• PASSAGE GIVEN:
1) Majority of people (vast majority) with season tickets will travel on the same services to and from work, and will be able to pre-book a seat well in advance, days if not weeks, even months. There should be a refundable deposit for this in my view, although how you reclaim it (tapping in?) is anyone's guess.

2) If the worse happens and you can't book a seat e.g. because you've finished work late AND there's zero capacity left on a InterCity service, then on those rare occasions you can get the slow train home.

How would 2 work betwen lets say Leeds and Brighouse, when the only option is the slow train (the Leeds to Wigan service). Most of the office wollers in Leeds live either in the posh flats at Mill Royd Mill or in the new builds on Lillands Lane (which can be seen from the railway line when heading towards Sowerby Bridge) or at Bailliff Bridge (once delivered a parcel to one who reconised me). Would they have to queue up at the ticket machines at Brighouse as there is no ticket office to buy a set time reservation where flexibility is thrown out the window or could they simply think screw this I'll resort to using my private vehicle from now on?

Having a no reservation no ride policy sounds too dictatory, too regimental to me.

One of the two jobs that I do I have to be flexible, which means reservations simply will not work as I could be called out and expected to arrive within 24 hours of the intital call out. This won't change if I get a promotion or not, I'm still expected to do the job.

• Entries from a point annotation set:
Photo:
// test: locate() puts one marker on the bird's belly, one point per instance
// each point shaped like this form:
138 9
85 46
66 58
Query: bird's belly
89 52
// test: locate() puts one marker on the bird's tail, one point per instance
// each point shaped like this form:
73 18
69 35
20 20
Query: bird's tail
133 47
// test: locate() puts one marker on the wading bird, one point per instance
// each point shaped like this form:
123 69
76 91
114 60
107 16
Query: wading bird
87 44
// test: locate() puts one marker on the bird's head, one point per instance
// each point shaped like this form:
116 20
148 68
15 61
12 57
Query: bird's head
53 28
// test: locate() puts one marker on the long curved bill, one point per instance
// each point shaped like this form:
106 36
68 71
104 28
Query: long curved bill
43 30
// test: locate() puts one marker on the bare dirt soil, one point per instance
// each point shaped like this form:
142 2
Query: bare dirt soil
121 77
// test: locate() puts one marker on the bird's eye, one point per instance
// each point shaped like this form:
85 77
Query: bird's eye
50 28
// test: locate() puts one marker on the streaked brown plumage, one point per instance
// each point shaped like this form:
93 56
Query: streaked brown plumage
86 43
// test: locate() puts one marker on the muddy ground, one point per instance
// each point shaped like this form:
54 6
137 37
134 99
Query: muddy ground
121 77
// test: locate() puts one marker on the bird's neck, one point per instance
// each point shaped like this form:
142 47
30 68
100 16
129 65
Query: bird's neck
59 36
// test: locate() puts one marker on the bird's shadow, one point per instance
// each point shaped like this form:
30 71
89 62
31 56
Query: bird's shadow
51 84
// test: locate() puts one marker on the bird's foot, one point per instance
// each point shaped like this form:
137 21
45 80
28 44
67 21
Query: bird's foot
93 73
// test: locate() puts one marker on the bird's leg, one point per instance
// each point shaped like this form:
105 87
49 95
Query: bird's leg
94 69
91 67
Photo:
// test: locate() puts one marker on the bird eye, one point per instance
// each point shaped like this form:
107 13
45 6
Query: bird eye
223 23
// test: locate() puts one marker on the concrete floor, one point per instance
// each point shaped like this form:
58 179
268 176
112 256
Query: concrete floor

• WRITTEN TASK 1: Duplicate the post on rail seat reservations word for word, everything from "One of the two" down to "do the job.".
• WRITTEN TASK 2: Express the lines of the listing as a JSON list of strings, one string per line and blank lines omitted. Include only everything from the line containing "plumage, one point per instance" down to the end of the listing.
The post on rail seat reservations and the listing are unrelated pieces of material.

• TASK RESULT 1:
One of the two jobs that I do I have to be flexible, which means reservations simply will not work as I could be called out and expected to arrive within 24 hours of the intital call out. This won't change if I get a promotion or not, I'm still expected to do the job.

• TASK RESULT 2:
[
  "// test: locate() puts one marker on the streaked brown plumage, one point per instance",
  "// each point shaped like this form:",
  "93 56",
  "Query: streaked brown plumage",
  "86 43",
  "// test: locate() puts one marker on the muddy ground, one point per instance",
  "// each point shaped like this form:",
  "54 6",
  "137 37",
  "134 99",
  "Query: muddy ground",
  "121 77",
  "// test: locate() puts one marker on the bird's neck, one point per instance",
  "// each point shaped like this form:",
  "142 47",
  "30 68",
  "100 16",
  "129 65",
  "Query: bird's neck",
  "59 36",
  "// test: locate() puts one marker on the bird's shadow, one point per instance",
  "// each point shaped like this form:",
  "30 71",
  "89 62",
  "31 56",
  "Query: bird's shadow",
  "51 84",
  "// test: locate() puts one marker on the bird's foot, one point per instance",
  "// each point shaped like this form:",
  "137 21",
  "45 80",
  "28 44",
  "67 21",
  "Query: bird's foot",
  "93 73",
  "// test: locate() puts one marker on the bird's leg, one point per instance",
  "// each point shaped like this form:",
  "105 87",
  "49 95",
  "Query: bird's leg",
  "94 69",
  "91 67",
  "Photo:",
  "// test: locate() puts one marker on the bird eye, one point per instance",
  "// each point shaped like this form:",
  "107 13",
  "45 6",
  "Query: bird eye",
  "223 23",
  "// test: locate() puts one marker on the concrete floor, one point per instance",
  "// each point shaped like this form:",
  "58 179",
  "268 176",
  "112 256",
  "Query: concrete floor"
]